#### Source extract:
India Burning
In the wake of British colonialism, India was founded as a pluralistic society. But that vision is in doubt.
Narendra Modi became India’s prime minister in 2014, promising economic growth and a respite from the corrupt and calcified Congress Party. But the Hindu nationalism of Modi and his party, the BJP, has hardened along with their will to govern. Modi’s administration has stifled the media, jailed opponents, taken over almost every democratic institution and adopted policies that are openly hostile to Muslims. Modi has also inflamed tensions in the troubled region of Kashmir. And in the past few months, his government’s resistance to scientific evidence has led to a terrible surge in covid infections and deaths. Where did Modi come from? And can he be stopped? This time on the show, a historian and two journalists give Will and Siva some answers.
As Hunter College historian Manu Bhagavan explains, India was founded on a pluralistic vision promoted by the likes of Mahatma Gandhi and his pupil, Jawaharlal Nehru — who became the country’s first prime minister. On August 14, 1947, the eve of Indian independence, Nehru addressed the constituent assembly in Delhi and urged its members to draft an institutional framework that would make the new nation a beacon to the world. For the most part, they did.

#### What to do:
Continue the text on India's founding and Modi, starting after its last sentence. Nothing in the records affects what you need to do here.

#### Dataset records:
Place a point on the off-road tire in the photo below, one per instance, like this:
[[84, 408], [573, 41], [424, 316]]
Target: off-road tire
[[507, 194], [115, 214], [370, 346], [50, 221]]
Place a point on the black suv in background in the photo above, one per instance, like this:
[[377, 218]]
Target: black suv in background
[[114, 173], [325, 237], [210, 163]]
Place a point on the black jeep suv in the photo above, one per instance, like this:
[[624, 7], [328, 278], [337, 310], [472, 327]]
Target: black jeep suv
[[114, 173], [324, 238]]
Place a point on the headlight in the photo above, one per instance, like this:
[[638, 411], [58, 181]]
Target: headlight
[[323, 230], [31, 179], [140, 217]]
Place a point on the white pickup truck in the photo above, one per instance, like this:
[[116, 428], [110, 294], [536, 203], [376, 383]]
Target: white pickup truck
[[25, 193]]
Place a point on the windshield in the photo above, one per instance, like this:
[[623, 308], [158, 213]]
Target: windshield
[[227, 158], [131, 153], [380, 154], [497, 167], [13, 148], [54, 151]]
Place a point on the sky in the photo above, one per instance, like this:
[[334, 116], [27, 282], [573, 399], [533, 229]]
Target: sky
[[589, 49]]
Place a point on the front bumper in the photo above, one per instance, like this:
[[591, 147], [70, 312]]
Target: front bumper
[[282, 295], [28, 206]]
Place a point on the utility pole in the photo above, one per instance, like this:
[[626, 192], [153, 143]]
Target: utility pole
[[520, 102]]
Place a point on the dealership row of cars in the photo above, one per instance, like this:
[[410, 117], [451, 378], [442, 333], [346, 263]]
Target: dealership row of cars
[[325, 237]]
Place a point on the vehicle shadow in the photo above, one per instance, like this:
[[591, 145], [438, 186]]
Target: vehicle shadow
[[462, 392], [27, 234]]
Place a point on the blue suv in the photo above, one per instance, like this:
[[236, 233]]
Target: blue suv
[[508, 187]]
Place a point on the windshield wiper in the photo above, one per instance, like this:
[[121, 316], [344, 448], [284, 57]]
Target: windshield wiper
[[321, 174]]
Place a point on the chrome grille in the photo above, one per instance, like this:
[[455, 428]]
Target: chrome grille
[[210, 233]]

#### Exercise response:
But the forces of far-right Hindu nationalism have long been lurking in the wings, eager to capitalize on inter-religious strife that had been stoked earlier under British rule. Indeed, a Hindu nationalist assassinated Gandhi not long after Nehru’s historic speech. But perhaps most significant, Bhagavan says, has been the failure of the Congress Party, which ruled through much of the 20th century, to overcome its own weaknesses: cronyism, corruption and blind dedication to Nehru’s descendants.
Picking up where Bhagavan leaves off, columnist Kapil Komireddi and investigative journalist Vidya Krishnan, lament how Modi has consolidated power, but also what he has failed to do — address profound inequities and control the pandemic. Krishnan says the uneven effects of the virus underscore the country’s deep divisions: India is home to some of the wealthiest people in the world as well as some 220 million people living in poverty. And while the virus is not bound by class or caste, the poor lack equal access to medical resources and have been dying in disproportionate numbers. Komireddi, meanwhile, assesses what it will take to oust Modi: a revitalization of the political opposition, for one — but also a reckoning in the BJP rank-and-file with what its governing coalition has wrought.